Given records =>
=====
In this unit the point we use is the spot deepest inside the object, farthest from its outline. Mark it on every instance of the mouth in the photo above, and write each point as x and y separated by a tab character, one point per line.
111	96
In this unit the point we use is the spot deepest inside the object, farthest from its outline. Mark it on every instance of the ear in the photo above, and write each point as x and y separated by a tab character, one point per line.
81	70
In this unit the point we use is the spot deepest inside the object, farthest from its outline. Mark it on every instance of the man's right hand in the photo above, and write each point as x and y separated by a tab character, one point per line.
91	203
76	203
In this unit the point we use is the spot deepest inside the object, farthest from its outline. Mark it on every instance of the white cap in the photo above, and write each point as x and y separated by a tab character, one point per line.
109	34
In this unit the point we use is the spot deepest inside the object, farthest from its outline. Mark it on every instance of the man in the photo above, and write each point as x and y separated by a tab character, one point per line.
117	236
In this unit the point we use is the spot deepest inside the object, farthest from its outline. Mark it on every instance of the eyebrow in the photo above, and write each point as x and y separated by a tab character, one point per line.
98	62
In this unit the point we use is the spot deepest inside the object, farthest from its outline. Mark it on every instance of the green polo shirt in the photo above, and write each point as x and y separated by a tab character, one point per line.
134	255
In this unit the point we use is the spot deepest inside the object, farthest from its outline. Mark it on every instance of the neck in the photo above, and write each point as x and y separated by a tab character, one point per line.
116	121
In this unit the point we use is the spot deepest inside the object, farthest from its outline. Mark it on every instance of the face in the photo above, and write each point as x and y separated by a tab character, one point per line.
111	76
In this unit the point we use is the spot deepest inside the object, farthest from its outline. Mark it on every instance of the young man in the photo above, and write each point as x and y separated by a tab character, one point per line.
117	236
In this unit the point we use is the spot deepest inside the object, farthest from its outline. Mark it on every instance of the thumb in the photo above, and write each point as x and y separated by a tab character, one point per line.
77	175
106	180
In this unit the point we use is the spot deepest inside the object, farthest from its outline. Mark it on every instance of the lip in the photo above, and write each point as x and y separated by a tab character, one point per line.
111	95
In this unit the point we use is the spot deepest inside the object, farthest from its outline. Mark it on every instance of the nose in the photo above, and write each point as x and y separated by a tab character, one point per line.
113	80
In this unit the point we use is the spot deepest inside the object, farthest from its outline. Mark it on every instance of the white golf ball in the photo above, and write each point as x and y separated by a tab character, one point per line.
=====
Exercise details =>
Go through the material above and set each line down verbatim.

Solution for this exercise =>
In this unit the point we use is the spot deepest inside the object, farthest from its outline. Mark it on every instance of the mouth in the photo above, and write each point as x and y separated by a tab character, one point per line.
111	96
In this unit the point we use is the spot deepest inside the object, farthest from its outline. Mark it on every instance of the ear in the photo above, and write each point as x and y separated by a tab character, one point per line.
81	70
In this unit the point we use is the spot deepest inside the object, farthest from its outline. Mark it on every instance of the man's right hand in the photo above, and write each point as x and y separated by a tab character, one point per line.
91	203
76	203
In this unit the point we use is the spot deepest inside the object, farthest from its outline. Mark it on every instance of the white cap in the photo above, and write each point as x and y separated by a tab character, one point per line.
109	34
In this unit the point we use is the spot deepest inside the object, farthest from its outline. Mark it on every instance of the man in the photo above, and write each point as x and y separated by a tab character, one point per line.
117	236
In this unit the point we use is the spot deepest inside the object, farthest from its outline. Mark it on every instance of the eyebrow in the photo above, and write each point as x and y separated by a tab character, one point per line.
98	62
In this unit the point we use is the spot deepest inside the object, farthest from its outline. Mark it on every instance of the green polo shirt in the photo above, and write each point as x and y separated by a tab character, one point per line.
134	255
In this unit the point we use is the spot deepest inside the object, farthest from its outline. Mark it on every instance of the neck in the photo above, and write each point as x and y separated by a tab character, one point per line.
116	121
In this unit the point we use is the spot deepest inside the object, farthest from its outline. Mark it on every instance of the face in the photo above, and write each point as x and y separated by a tab character, one point per line.
111	76
In this unit the point we use is the spot deepest inside the object, farthest from its outline. Mark it on every instance of the young man in the photo above, and write each point as x and y separated by a tab character, one point per line.
117	236
In this unit the point we use is the spot deepest inside the object, farthest from its outline. Mark it on every instance of the thumb in the photo above, and write each point as x and y separated by a tab character, one point per line.
77	175
106	180
In this unit the point we use is the spot deepest inside the object, farthest from its outline. Mark it on every instance of the lip in the photo above, and write each point as x and y separated by a tab character, one point per line.
111	95
In this unit the point we use is the spot deepest inside the object, farthest from its outline. Mark it on every instance of the nose in the photo above, and write each point as x and y separated by a tab character, one point per line.
113	80
In this unit the point we use is the spot deepest inside the object, farthest from its outline. Mark it on every instance of the white golf ball in the photo above, and write each point as x and y separated by a tab character, one point per line.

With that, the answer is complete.